Directive
Give the data below again exactly as written, without its pictures.
- - - - -
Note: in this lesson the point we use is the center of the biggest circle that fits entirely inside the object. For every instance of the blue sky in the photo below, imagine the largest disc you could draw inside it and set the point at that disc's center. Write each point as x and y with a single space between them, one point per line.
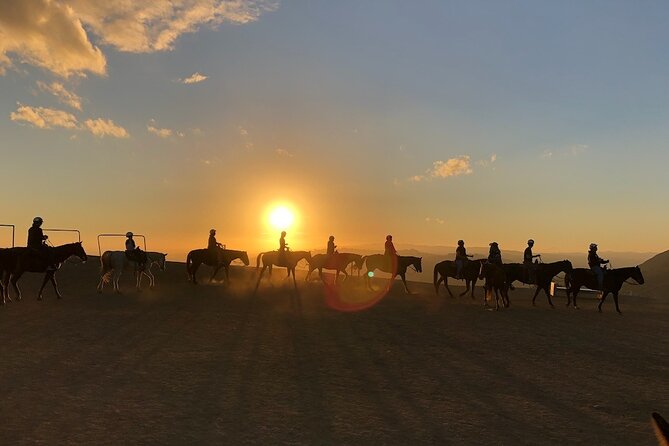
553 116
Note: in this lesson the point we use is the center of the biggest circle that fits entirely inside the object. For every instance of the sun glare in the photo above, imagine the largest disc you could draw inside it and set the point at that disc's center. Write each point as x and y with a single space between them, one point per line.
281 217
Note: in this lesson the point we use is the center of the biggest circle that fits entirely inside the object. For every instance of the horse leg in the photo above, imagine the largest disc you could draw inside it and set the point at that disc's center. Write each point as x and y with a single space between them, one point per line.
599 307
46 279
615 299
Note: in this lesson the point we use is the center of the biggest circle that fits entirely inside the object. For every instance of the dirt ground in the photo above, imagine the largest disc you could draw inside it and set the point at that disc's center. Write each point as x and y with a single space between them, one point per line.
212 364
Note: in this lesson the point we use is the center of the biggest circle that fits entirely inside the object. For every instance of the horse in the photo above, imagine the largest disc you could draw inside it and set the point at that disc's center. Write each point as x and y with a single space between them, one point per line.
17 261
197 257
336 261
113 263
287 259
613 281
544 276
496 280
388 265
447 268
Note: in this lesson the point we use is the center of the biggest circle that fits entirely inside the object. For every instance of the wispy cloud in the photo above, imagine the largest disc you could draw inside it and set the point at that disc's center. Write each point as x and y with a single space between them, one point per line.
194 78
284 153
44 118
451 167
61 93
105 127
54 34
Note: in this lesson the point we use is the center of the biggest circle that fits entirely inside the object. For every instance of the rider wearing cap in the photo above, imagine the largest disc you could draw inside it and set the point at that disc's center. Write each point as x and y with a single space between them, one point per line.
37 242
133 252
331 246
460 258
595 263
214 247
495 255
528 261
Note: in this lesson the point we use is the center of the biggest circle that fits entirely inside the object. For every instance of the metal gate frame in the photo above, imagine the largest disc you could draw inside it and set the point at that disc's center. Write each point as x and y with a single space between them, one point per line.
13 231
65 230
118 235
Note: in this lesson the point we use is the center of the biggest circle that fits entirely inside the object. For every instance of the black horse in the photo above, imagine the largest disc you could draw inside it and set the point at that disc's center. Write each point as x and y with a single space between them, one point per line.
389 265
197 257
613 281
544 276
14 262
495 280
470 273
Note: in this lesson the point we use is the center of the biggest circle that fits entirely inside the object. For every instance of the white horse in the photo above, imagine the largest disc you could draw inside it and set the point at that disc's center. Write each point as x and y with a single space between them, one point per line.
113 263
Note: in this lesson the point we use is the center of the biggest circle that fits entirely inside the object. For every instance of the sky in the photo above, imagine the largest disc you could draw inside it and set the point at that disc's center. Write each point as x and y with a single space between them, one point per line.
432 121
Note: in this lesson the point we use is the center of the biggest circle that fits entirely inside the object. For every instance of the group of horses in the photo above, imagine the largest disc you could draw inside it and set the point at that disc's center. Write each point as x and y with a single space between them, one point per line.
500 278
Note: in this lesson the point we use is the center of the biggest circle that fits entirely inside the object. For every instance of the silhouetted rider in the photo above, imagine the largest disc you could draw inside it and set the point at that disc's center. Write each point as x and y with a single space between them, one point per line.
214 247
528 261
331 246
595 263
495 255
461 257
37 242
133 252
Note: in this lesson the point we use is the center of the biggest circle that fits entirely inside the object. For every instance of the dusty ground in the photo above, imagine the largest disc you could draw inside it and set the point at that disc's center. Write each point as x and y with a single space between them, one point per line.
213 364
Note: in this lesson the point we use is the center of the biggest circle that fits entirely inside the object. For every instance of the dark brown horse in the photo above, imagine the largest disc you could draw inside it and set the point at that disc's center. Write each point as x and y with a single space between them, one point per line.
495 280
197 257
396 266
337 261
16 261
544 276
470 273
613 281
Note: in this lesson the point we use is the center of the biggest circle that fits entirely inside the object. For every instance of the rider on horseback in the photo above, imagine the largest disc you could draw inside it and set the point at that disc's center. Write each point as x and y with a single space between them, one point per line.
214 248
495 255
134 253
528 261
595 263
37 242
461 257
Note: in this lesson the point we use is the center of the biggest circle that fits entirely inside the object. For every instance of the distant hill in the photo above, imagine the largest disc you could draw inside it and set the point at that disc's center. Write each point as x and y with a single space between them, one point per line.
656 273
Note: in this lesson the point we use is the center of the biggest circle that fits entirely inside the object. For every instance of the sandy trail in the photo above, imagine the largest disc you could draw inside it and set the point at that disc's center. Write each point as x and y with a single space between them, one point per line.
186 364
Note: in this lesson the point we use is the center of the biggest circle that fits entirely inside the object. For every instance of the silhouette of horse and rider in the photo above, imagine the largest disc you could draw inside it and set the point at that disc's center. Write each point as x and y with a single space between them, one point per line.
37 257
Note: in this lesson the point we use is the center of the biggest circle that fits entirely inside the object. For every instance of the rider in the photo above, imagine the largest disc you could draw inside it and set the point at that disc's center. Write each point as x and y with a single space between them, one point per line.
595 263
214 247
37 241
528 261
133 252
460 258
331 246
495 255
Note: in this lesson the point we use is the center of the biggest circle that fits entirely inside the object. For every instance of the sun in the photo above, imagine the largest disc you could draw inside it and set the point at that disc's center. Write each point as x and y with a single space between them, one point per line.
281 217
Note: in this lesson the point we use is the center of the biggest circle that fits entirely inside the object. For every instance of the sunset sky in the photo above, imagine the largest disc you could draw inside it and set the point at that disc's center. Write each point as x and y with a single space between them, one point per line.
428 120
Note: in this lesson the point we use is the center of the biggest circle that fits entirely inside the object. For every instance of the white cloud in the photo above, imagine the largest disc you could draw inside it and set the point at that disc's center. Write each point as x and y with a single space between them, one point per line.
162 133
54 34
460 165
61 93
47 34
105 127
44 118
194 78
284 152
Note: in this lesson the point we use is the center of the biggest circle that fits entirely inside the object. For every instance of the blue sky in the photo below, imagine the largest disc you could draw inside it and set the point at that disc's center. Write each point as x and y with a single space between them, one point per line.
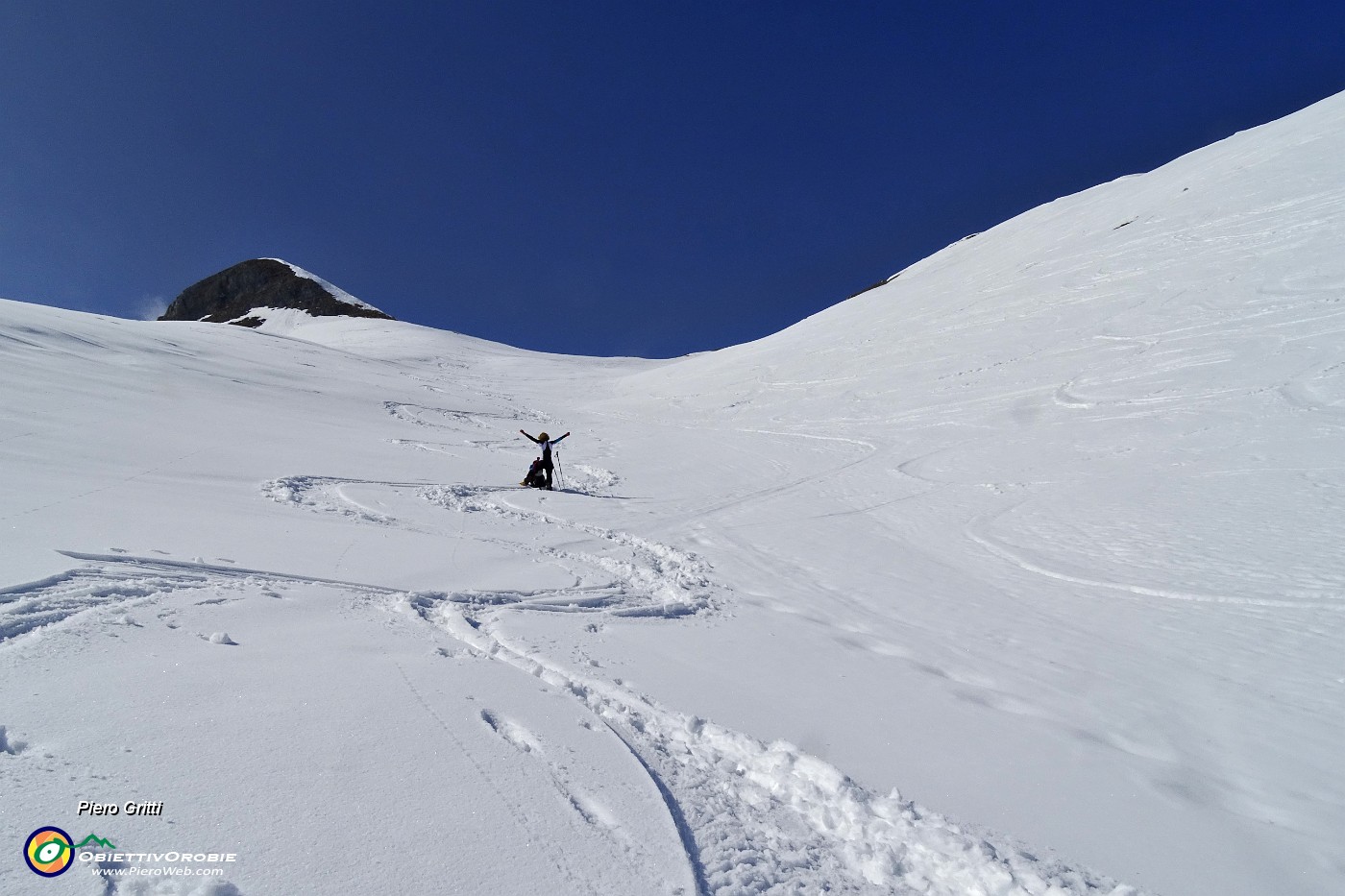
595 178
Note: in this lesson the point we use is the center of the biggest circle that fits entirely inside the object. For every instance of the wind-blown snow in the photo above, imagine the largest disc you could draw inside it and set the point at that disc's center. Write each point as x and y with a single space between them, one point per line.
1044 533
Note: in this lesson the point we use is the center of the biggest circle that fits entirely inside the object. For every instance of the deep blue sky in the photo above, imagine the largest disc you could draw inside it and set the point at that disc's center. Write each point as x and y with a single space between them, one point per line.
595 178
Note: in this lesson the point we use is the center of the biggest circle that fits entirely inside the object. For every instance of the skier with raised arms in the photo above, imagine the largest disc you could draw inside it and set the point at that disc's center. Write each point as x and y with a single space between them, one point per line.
- - - - -
Task output
Note: in this lesson the point we use is the center of the biggest circle that fits entirely inside the object. For every instance of the blue sky in the photo below, imagine the largest disc you could draw inside it and set the point at that disc's center. Write each point as x and y with a single space between them, one point per line.
553 116
Note: in this lesson the point we use is the center of the biggest circle that fits entirely inside the object. For every instance of the sun glare in the photo above, imagine the largest disc you could draw inside it and set the point at that disc's center. Write each point as x and y with a single space between them, one point per line.
281 217
Note: in this lesson the point we use is the center of the biggest circle that fits entirely inside the object. For every instance of the horse leg in the photo above, imagine the largest disc you could draw inside it and set the point at that disc's center. Write each point as x and y with a single space between them, one point per line.
599 307
46 279
615 299
Note: in this lesson the point we use is the center of the biggest circle that fits entirely inside the object. For every instance of the dirt ground in the photo above, imagine the largest disc you could draw inside it and set the point at that disc's center. Write each point as x and y with a single space between them, one point per line.
212 364
Note: in this lesson the point we use is the center of the biggest circle that fits entirely inside the object. For every instance of the horse in the photo above, imagine the largest disc you could draw inside it and set the point at that disc's center. Write each point as x and y with a single space between them, one point per line.
17 261
197 257
336 261
113 263
287 259
613 281
544 276
496 280
388 265
447 268
Note: in this lesson the point we use is the center of the biggest circle that fits entirely inside the object. For every instance of the wispy cloud in the photo above, imagine the largest disc you could draw inside it and set the point at that disc's center. Write each point as x and y with a single space between them, one point per line.
194 78
284 153
44 118
451 167
61 93
105 127
54 34
Note: in this lesson the point we use is the center of the biggest circle that fits entirely inside the object. For every instance of the rider wearing cap in the photo above, imagine the largest disc you could draw inside it and set the point at that disc's center. Write each point as x and y with a single space between them, one point per line.
37 242
133 252
331 246
460 258
595 263
214 247
495 255
528 261
Note: in this lesson the point we use is the center of the biggest circle that fits entirely inside the object. For every instance of the metal gate frame in the photo above, imagine the largest disc you could draw inside it and set the point at that disc's center. Write each point as x and y with a single space between them, one point per line.
13 231
65 230
118 235
Note: in this lesson the point we use is the center of the biggest circle that fits entirely inside the object. For every instance of the black horse in the photo above, imagine the largest disc you could draw inside it and set the point at that disc's center. Write each point as x and y with a single space between them, one point per line.
389 265
197 257
613 281
544 276
14 262
495 280
470 273
Note: in this lesson the point we use is the center of the biggest circle that fits entirely inside the object. For every instance of the white horse in the photo above, imagine the largest disc you could draw inside it and set the point at that disc's center. Write each point as x and y with a single space between them, one point per line.
113 263
Note: in this lesson the point we use is the center of the biggest circle that fits entirely inside the object. For every instance of the sky in the photo above, imagine the largest disc you could draw inside it and set the point at that disc's center. Write each point as x and y with a single space between them, one point per line.
432 121
Note: in this lesson the point we use is the center of the biggest circle that fits entirely inside the object. For every instance of the group of horses in the photo above, imagine the largest disc you could draw inside it and set the point at that disc's center. Write each point as x and y with a single space between them, one point per line.
500 278
Note: in this lesson the point we use is the center of the biggest circle that fits entirely inside the object. For every instance of the silhouetted rider in the photo above, imagine the largest disc you could draw inside it and set the point at that disc's center. Write each point as x and y with a single space between them, one point per line.
214 247
528 261
331 246
595 263
495 255
461 257
37 242
133 252
Note: in this lesson the point we use is the center of the biggest circle that fits entirely inside the object. For every instance of the dusty ground in the photo above, imagine the largest disc you could draw inside it and set the point at that disc's center. Write each point as x and y with a single space between them, one point per line.
213 364
Note: in this lesson the point we use is the center of the biggest circle that fits entirely inside the object. For every instance of the dark brown horse in the photo above, imagine the largest disc you could draw inside it and set the point at that disc's center. Write each point as x and y with a single space between them, one point per line.
495 280
197 257
396 266
337 261
16 261
544 276
470 273
613 281
Note: in this lesson the point we use is the center of the biggest circle that fits entirely inside the object. For every instance of the rider on horseback in the photo above, imagine the largest disc you could draw inside it and set the point at that disc's center. Write each point as x and y with a single space between them, one point per line.
214 248
495 255
134 253
528 261
595 263
37 242
461 257
Note: in this lesson the point we use is the center of the biggest circle that fits entirely inside the object. For every instance of the distant hill in the photo above, imagine the largest disc you could draw inside it and set the point at that disc's center. Write each point as x and y with a single space between them, one point per line.
656 273
Note: in this lesson the point we use is the center of the biggest circle that fits entirely inside the object. For every instance of the sandy trail in the photo above, imagine the largest disc you could draw inside it and set the point at that disc's center. Write each point as x and y with a single space between them, one point per line.
186 364
Note: in this lesson the point we use is the center of the biggest circle that fits entirely inside the object. For every instance of the silhouette of horse and rider in the photo above, imagine the largest disc you could draw inside it and set the point at that disc's center. Write each point as x and y with a single space between them, one point per line.
37 257
Note: in this lesson the point we use is the center of the biggest circle that fits entirely inside the object. For every instance of the rider in the photo above, imagine the largest disc you could draw inside it and set the point at that disc's center. Write each point as x and y with a single space between them, one point per line.
595 263
214 247
37 241
528 261
133 252
460 258
331 246
495 255
Note: in this lesson the point we use is the center of the biggest circle that fits entirely inside the object. For every instance of the sun in the photo above, imagine the largest disc you could draw inside it and set the point at that disc's center. Write each point as x and y with a single space between them, one point per line.
281 217
Note: in this lesson the point we use is the center of the biggest circle that fits entirely inside the object. For every instance of the sunset sky in the photo above, imagine the largest disc you could draw inside it and set the point at that disc's center. Write each point as x and y with a single space between them, one point per line.
428 120
Note: in this lesson the point we use is the center of the biggest circle that fits entirely inside the object. For every instance of the white cloud in the photo above, imagine the largest disc you could draw inside it and set the point at that disc's center. Write each point as x and y with a single space between them, one point per line.
162 133
54 34
460 165
61 93
47 34
105 127
44 118
194 78
284 152
Note: in this lesson the point we use is the center of the biggest circle that fits entirely inside the object. For every instance of the blue sky in the photo below, imagine the largest disc you could draw inside it and set the point at that disc's center. Write each point as x and y with a single space between them, one point per line.
595 178
Note: in this lesson the point we use is the center of the biggest circle that fits entirely inside the object. For every instance of the wind-blown snow in the photo above, imagine the largest disc you could draw inside it and set the point at that disc's center. Write each point as x and y with a single space between them, one point per line.
1044 533
Note: in this lesson the point we use is the center of the biggest circle that fits entirely inside the object. For every instance of the deep blue sky in the photo above, imagine the largest disc you could draw inside it and set the point at that disc's center. Write each point as x and y with a single space between them, one point per line.
595 178
Note: in this lesson the point we use is the center of the biggest circle that fits entirely inside the object. For every instance of the skier with raised arms in the photo above, imagine the largest disc you could draw inside it and set the point at that disc's center. Write each point as x and y with a single space between them, one point per line.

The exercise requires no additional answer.